▶ _Supplied passage_:
┏━━

NAVTEX message encoder

SSB modulation

A carrier wave 100% modulated with a tone gives the waveform and spectrum shown below:

Where y= sin(fc)*(sin(fm)+1)

The majority of the transmitter's output power goes in to the carrier (the central peak) which carries no information. This can be suppressed at the transmitter by removing the bias from the modulation signal so that:

y= sin(fc)*sin(fm)

Leaving only the two sidebands at fc+fm and fc-fm:

This has improved the efficiency of the transmitter, but there is still twice as much power as necessary being used. The upper sideband (USB) or lower sideband (LSB) can be removed while still retaining the data capacity of the channel. This will be excellently explained when I put in a diagram of an SSB modulator - remind me. In the meantime, this is what you get if you supress the USB:

The SSB signal (fssb) can be recovered by mixing it with the output of a local oscillator running at the same frequency as the transmitter's carrier fc. This results in two frequency components, one at fc+fssb and the other at fc-fssb which contains the wanted information. The higher of the two can be easily removed by filtering as it is usually very much higher than the wanted signal. The diagram below shows this. Only the wanted signal is visible on the spectrum because fc+fssb is off the right hand end of the display.

┗━━

▶ _Provided data_:
┏━━

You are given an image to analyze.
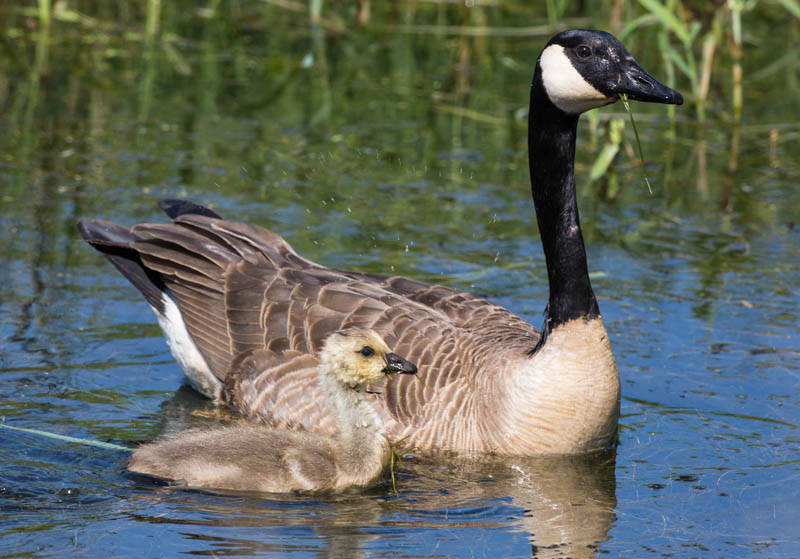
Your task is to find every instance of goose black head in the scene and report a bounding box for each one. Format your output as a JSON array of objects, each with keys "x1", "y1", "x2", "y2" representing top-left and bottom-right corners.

┗━━

▶ _Work to do_:
A: Return the part of the SSB modulation text between "NAVTEX message encoder" and "y= sin(fc)*sin(fm)", inclusive, copied word for word.
B: According to the SSB modulation text, where does most of the transmitter's output power go?
C: Please write the next part of the SSB modulation text, continuing after its last sentence.

▶ _Answer set_:
A:
NAVTEX message encoder

SSB modulation

A carrier wave 100% modulated with a tone gives the waveform and spectrum shown below:

Where y= sin(fc)*(sin(fm)+1)

The majority of the transmitter's output power goes in to the carrier (the central peak) which carries no information. This can be suppressed at the transmitter by removing the bias from the modulation signal so that:

y= sin(fc)*sin(fm)

B: Into the carrier (the central peak), which carries no information.

C:
Any discrepancy between the frequency of the receiver's local oscillator and the transmitter's carrier results in the spectrum of the received signal being shifted by the amount of the error. For speech signals this can make the speaker sound like Donald Duck. Another problem with SSB is that you may not know if you're receiving the USB or LSB and so don't know which 'side' of the signal to put your local oscillator. Getting it wrong results in the spectrum of the received signal being inverted. Speech distorted in this way is generally unintelligible. Here are some examples:

Original signal
Spectrum shifted down
Spectrum inverted

The diagram below doesn't really make sense until I've put in the system diagram of an SSB modulator above, but shows the output of an SSB transmitter where incomplete suppression of the carrier has occurred. Sometimes this 'vestigial' carrier is intentionally transmitted to provide the receiver with a reference signal to lock on to.